> PASSAGE PROVIDED:
About the Team & Role
As a Senior Manager for TAM, you will lead a team of Technical Account Managers focused on Site Reliability Engineering (SRE)-aligned customer outcomes. This role is responsible for ensuring customers achieve high levels of availability, performance, resilience, and operational maturity in their production environments.
You will lead a team that acts as a strategic partner to customers, helping them adopt SRE principles, improve reliability posture, and operate mission-critical systems at scale.
How you’ll make an impact
Leadership & Team Management
Lead and develop a team of Technical Account Managers with strong SRE and production operations expertise
Establish a high-performance culture focused on reliability, accountability, and continuous improvement
Define competency frameworks around SRE practices (SLIs/SLOs, error budgets, incident management)- ALL ESTABLISHED
Coach team members on technical depth, customer engagement, and incident leadership
Customer Reliability & Operational Excellence
Own customer outcomes related to availability, latency, scalability, and resilience
Guide customers in implementing SRE best practices such as:
Service Level Indicators (SLIs) and Objectives (SLOs)
Error budgets and reliability trade-offs
Incident management and postmortem culture
Conduct regular operational reviews, architecture reviews, and reliability assessments
Act as an executive escalation point during major incidents (Sev1/Sev2)
Incident & Crisis Leadership
Oversee TAM involvement in major incident response, ensuring structured communication and resolution
Ensure customers adopt best practices in:
Incident command frameworks
Blameless postmortems
Root cause analysis and remediation tracking
Drive improvements in MTTR (Mean Time to Resolution) and incident prevention
Technical Strategy & Advisory
Partner with customers to design resilient, scalable architectures
Provide guidance on observability (metrics, logs, tracing), alerting strategies, and automation
Align customer environments with SRE maturity models
Collaborate with Product and Engineering to address systemic reliability issues
Operational Scaling & Process Excellence
Define and standardize TAM engagement models for production-critical customers
Build playbooks for:
Incident response
Reliability reviews
Capacity planning and load testing
Track and report on key reliability and operational metrics:
Uptime / availability
Error rates
MTTR / MTBF
Change failure rate
Cross-functional Collaboration
Partner closely with SRE, Support, Engineering, and Product teams to resolve complex issues
Work with Sales and Customer Success to support renewals and growth through technical credibility and trust
Act as the voice of the customer in reliability and operational discussions
Experience you’ll bring
Bachelor’s degree in Computer Science, Engineering, or related field (or equivalent experience), ITIL V4 certified
10+ years in technical roles (SRE, DevOps, Production Engineering, TAM, or similar)

> DATA RECORDS:
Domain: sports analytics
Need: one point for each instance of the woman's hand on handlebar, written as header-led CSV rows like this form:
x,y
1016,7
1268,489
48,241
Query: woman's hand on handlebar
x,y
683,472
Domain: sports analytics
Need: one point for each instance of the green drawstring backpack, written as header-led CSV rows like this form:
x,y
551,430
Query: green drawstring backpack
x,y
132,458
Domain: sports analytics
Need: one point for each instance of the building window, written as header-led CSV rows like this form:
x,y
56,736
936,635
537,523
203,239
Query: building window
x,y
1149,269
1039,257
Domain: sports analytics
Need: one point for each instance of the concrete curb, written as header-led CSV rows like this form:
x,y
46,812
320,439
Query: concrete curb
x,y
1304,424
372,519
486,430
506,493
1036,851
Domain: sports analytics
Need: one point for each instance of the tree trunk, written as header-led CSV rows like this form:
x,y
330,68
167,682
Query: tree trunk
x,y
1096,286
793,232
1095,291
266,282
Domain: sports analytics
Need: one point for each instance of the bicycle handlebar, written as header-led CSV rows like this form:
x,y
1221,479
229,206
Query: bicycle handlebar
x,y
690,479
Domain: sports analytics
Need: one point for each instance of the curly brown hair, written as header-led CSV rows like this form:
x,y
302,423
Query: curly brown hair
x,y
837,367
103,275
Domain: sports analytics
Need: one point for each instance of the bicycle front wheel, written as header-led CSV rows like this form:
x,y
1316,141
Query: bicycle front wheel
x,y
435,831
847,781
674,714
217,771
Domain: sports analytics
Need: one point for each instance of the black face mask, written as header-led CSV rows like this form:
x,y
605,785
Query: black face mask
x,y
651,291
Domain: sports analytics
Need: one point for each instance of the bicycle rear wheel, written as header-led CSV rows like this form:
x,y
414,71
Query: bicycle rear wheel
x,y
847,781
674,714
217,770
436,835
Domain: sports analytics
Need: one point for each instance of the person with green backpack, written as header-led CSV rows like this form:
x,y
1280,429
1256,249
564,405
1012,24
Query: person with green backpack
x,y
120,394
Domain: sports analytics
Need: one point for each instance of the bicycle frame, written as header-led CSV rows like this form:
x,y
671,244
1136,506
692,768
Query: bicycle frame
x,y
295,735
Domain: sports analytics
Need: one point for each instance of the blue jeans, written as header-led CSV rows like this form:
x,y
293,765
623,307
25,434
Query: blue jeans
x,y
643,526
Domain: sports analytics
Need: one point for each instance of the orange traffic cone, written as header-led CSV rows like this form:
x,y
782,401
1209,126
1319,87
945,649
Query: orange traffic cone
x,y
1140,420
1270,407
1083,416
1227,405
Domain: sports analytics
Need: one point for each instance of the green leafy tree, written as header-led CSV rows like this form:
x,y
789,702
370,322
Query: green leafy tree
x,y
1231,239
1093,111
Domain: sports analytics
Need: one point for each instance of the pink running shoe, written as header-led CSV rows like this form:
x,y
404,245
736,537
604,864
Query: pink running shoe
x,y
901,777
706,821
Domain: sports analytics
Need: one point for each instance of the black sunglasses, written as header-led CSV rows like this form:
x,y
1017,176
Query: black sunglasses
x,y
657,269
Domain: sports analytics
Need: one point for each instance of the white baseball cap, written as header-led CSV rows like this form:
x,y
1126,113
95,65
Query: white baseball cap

> WHAT IS ASKED:
**1.** In the role description, what does MTTR stand for?
**2.** Copy the role description word for word from "You will lead a team that" to "and Objectives (SLOs)".

> OUTPUTS FOR THE TASKS:
**1.** Mean Time to Resolution

**2.**
You will lead a team that acts as a strategic partner to customers, helping them adopt SRE principles, improve reliability posture, and operate mission-critical systems at scale.
How you’ll make an impact
Leadership & Team Management
Lead and develop a team of Technical Account Managers with strong SRE and production operations expertise
Establish a high-performance culture focused on reliability, accountability, and continuous improvement
Define competency frameworks around SRE practices (SLIs/SLOs, error budgets, incident management)- ALL ESTABLISHED
Coach team members on technical depth, customer engagement, and incident leadership
Customer Reliability & Operational Excellence
Own customer outcomes related to availability, latency, scalability, and resilience
Guide customers in implementing SRE best practices such as:
Service Level Indicators (SLIs) and Objectives (SLOs)